Set problem:
Return all of the records below unchanged, character for character.

Data to use:
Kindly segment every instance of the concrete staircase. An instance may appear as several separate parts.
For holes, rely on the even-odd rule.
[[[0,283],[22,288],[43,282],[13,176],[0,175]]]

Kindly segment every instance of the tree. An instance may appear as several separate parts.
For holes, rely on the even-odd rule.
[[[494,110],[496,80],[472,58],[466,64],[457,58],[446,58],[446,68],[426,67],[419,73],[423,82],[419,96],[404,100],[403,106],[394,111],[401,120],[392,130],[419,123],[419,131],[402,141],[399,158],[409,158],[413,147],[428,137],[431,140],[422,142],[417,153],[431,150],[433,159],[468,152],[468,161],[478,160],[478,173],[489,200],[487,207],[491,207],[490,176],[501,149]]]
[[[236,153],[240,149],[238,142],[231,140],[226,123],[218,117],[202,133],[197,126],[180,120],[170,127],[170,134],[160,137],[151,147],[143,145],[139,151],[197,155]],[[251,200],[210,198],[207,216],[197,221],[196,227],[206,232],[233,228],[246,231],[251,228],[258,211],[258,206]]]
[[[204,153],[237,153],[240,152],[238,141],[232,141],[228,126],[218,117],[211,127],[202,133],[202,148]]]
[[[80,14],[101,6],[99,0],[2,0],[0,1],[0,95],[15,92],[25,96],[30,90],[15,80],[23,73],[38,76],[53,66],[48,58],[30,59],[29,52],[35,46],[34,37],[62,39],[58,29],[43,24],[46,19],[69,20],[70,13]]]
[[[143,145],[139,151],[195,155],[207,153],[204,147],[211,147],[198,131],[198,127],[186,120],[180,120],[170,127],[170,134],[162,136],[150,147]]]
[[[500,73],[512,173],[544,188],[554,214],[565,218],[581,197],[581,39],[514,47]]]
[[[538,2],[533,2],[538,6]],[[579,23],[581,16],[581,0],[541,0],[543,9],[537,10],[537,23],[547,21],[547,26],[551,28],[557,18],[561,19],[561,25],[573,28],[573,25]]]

Output below:
Kindly segment every instance of the concrete staircase. An instance may appear as several separate parts.
For holes, rely on the even-odd rule.
[[[0,283],[22,288],[43,282],[13,176],[0,175]]]

Kindly segment every instance of the tree. An instance may appear as several separate parts.
For holes, rely on the even-odd rule.
[[[494,110],[496,80],[472,58],[466,64],[457,58],[446,58],[446,68],[426,67],[419,73],[423,82],[419,96],[404,100],[403,106],[394,111],[401,120],[392,130],[419,123],[419,131],[402,141],[399,158],[409,158],[413,147],[428,137],[431,140],[422,142],[417,153],[431,150],[433,159],[468,152],[468,161],[478,160],[478,173],[489,200],[487,207],[491,207],[490,176],[501,149]]]
[[[236,153],[240,149],[238,142],[231,140],[226,123],[218,117],[202,133],[197,126],[180,120],[170,127],[170,134],[160,137],[151,147],[143,145],[139,151],[197,155]],[[251,200],[210,198],[207,216],[197,221],[196,227],[206,232],[233,228],[246,231],[251,228],[258,211],[258,206]]]
[[[204,153],[237,153],[240,152],[238,141],[232,141],[228,126],[218,117],[211,127],[202,133],[202,148]]]
[[[80,14],[101,6],[99,0],[2,0],[0,1],[0,95],[15,92],[25,96],[30,90],[15,80],[23,73],[38,76],[53,66],[48,58],[30,59],[29,52],[35,46],[34,37],[62,39],[58,29],[43,24],[46,19],[69,20],[70,13]]]
[[[143,145],[139,151],[195,155],[207,153],[204,147],[211,147],[198,131],[198,127],[186,120],[180,120],[170,127],[170,134],[162,136],[150,147]]]
[[[500,73],[512,173],[544,188],[554,214],[565,218],[581,197],[581,39],[514,47]]]
[[[538,2],[533,2],[538,6]],[[579,23],[581,16],[581,0],[541,0],[543,9],[537,10],[537,23],[547,21],[547,26],[551,28],[557,18],[561,19],[561,25],[573,28],[573,25]]]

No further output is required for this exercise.